DOCUMENT PASSAGE -
____________

Beauty is more than skin deep for burn victim
“If you look different a lot of times people aren’t as accepting of you, but God made this happen to me for a reason,” says Angelia Bullard.
Angelia had worked as a nail tech for 28 years. She was carrying a tray of acetone when she passed by a lit candle. “I didn’t know anything was wrong until my client said my hair and uniform were on fire. I dropped the dish of acetone and the whole room and me went up in flames.”
Angelia rushed to get clients and her coworkers out of the shop. She felt guilty that she had caused an accident and wanted to make sure everyone made it out safely, even helping people get their purses.
“I was the last one out the door. I had no idea how serious my burns were until I got outside. They were on a third of my body – my face, chest, arms, hands and feet.”
She spent two and half weeks in the hospital on a trach, disorientated and unable to walk or talk. From there she was transferred to DMC Rehabilitation Institute of Michigan (RIM) where therapists managed her burns and got her walking and talking again.

____________

Carry on the article about Angelia Bullard's burn injuries from the point where it stops, continuing after her transfer to the rehabilitation institute.

DATASET EXTRACT -

____________

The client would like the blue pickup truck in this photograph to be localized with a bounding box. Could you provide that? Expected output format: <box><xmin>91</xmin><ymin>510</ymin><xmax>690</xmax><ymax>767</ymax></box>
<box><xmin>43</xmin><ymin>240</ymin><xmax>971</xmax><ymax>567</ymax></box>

____________

YOUR RESPONSE -
“The most important thing that RIM did was give me confidence. I felt ugly and was upset by the way people would look at me. But they helped me get past all of that. They helped me heal on the outside and in.”
Angelia feels it’s important to support others. Once a month she attends RIM’s burn support group where she talks with burn patients and tells them life is going to be different but different isn’t bad.
“By the grace of God, it could have been a whole lot worse. I thank him for giving me the best doctors, my family and strength to get through this.”